→ Work to complete
Could you rewrite the material below, swapping "Example" for "Sample" and leaving everything else untouched?

----------

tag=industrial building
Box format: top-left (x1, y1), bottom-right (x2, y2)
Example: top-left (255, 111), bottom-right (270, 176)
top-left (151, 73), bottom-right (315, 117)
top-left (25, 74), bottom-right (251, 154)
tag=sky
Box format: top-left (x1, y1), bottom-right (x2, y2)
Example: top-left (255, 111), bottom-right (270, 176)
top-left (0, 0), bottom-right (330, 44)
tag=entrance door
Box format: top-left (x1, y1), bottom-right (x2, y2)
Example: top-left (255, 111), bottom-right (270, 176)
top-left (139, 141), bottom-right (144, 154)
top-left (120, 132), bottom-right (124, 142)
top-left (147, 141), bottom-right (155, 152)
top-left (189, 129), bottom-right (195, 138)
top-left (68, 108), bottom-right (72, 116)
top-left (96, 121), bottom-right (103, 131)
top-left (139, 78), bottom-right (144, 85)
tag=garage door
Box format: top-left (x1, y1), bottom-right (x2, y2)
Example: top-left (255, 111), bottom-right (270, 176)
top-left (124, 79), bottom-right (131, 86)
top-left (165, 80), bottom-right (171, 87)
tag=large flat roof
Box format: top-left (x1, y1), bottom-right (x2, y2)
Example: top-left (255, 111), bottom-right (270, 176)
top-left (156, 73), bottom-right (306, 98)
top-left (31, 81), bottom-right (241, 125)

----------

→ Solution for this problem
tag=industrial building
Box format: top-left (x1, y1), bottom-right (x2, y2)
Sample: top-left (255, 111), bottom-right (270, 176)
top-left (151, 73), bottom-right (315, 117)
top-left (25, 74), bottom-right (251, 154)
tag=sky
Box format: top-left (x1, y1), bottom-right (x2, y2)
Sample: top-left (255, 111), bottom-right (270, 176)
top-left (0, 0), bottom-right (330, 44)
tag=entrance door
Box format: top-left (x1, y1), bottom-right (x2, y2)
Sample: top-left (255, 111), bottom-right (270, 176)
top-left (139, 141), bottom-right (144, 154)
top-left (120, 132), bottom-right (124, 142)
top-left (147, 141), bottom-right (155, 152)
top-left (189, 129), bottom-right (195, 138)
top-left (68, 108), bottom-right (72, 116)
top-left (96, 121), bottom-right (103, 131)
top-left (139, 78), bottom-right (144, 85)
tag=garage door
Box format: top-left (x1, y1), bottom-right (x2, y2)
Sample: top-left (255, 111), bottom-right (270, 176)
top-left (124, 79), bottom-right (131, 86)
top-left (165, 80), bottom-right (171, 87)
tag=large flat roof
Box format: top-left (x1, y1), bottom-right (x2, y2)
Sample: top-left (255, 111), bottom-right (270, 176)
top-left (156, 73), bottom-right (306, 98)
top-left (31, 81), bottom-right (241, 125)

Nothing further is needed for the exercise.